__Required work__:
In the passage below on the Deccan Trap eruption, what annual rainfall do the depleted oxygen isotope values suggest for island India during the terminal Cretaceous period?

__Reading passage__:
◆ ◆ ◆ ◆ ◆

Deccan Trap lava hills in Western Ghats (Left) and columnar basaltic lavas (Right) which erupted 66 million years back killing dinosaurs and most life on earth.

A team of scientists from IIT Kharagpur and Academia Sinica, Taipei have indeed found evidence of triple oxygen isotopes of intertrappean fossil woods that led to very high annual rainfall during the catastrophic volcanism of Deccan trap that erupted in India about 66 million years back. The eruption drove a major mass extinction killing nearly 80% of all species of animals including the Dinosaurs. The depleted values of the oxygen isotopes suggest a higher tropical rainfall (1600 mm/y) in island India during terminal Cretaceous period. The increase in rainfall and its waning in the early Palaeocene closely follows change in palaeo-atmospheric pCO2 suggesting a possible underlying link. The inferred rainfall increase is consistent with modern climate models and palaeobotanical evidence.

Prof. Anindya Sarkar
Department of Geology and Geophysics
IIT Kharagpur 

“The available records of the atmospheric CO2 concentration and temperature over both land and ocean during the time of Deccan Trap eruption were analyzed. This was a period of cataclysm. All around the central and western India, Deccan trap lavas were erupting spewing huge amount of CO2 from deep interior of the earth thus increasing the then atmospheric CO2 concentration to as high as 1000 ppm (parts per million). The land and ocean temperatures increased by ~13°C and ~4°C respectively. It was a hot earth and unbearable for life. The rainfall, both before and after this high CO2 concentrated earth was just as normal as today. This was an ancient analogue of what our future greenhouse earth could be,” said IIT Kharagpur’s Prof. Anindya Sarkar of Geology and Geophysics who led the research.

Fossil fuel emission has increased the CO2 from pre‐industrial level of 280 ppm to ~420 ppm in 2023. Climate models suggest that a doubling of CO2 will intensify the atmospheric circulation and consequently the rainfall. Many experts, however, believe that the climate change due to such fast rate of global warming is now irreversible and another mass extinction is just imminent, added Prof. Sarkar.

66 million year old fossil trees from the lake sediments within Deccan lava flows and microscopic photograph of vascular bundles in palm tree (left), and Scanning electron microscopic image of the cellular structures of fossil palm trees (right)

The 2023 AR6 report by the Intergovernmental Panel on Climate Change (IPCC) warns if the CO2 emission and global warming continues unabated, annual wettest day precipitation will increase by manifold across all continents. Monsoonal precipitation associated with tropical cyclones over India will also increase by 40%. While these predictions are made through climate models, they can only be tested by studying the rainfall record in the past when the earth went through natural warming phase due to high CO2 emission.

The laser ablation system developed at IIT Kharagpur capable of analyzing ultra‐low quantity of rare isotopes of oxygen in silicate phases (shown by arrow)

◆ ◆ ◆ ◆ ◆

__Information supplied__:
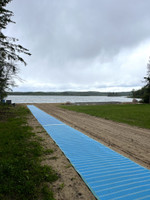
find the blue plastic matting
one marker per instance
(108, 174)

◆ ◆ ◆ ◆ ◆

__Exercise response__:
1600 mm per year.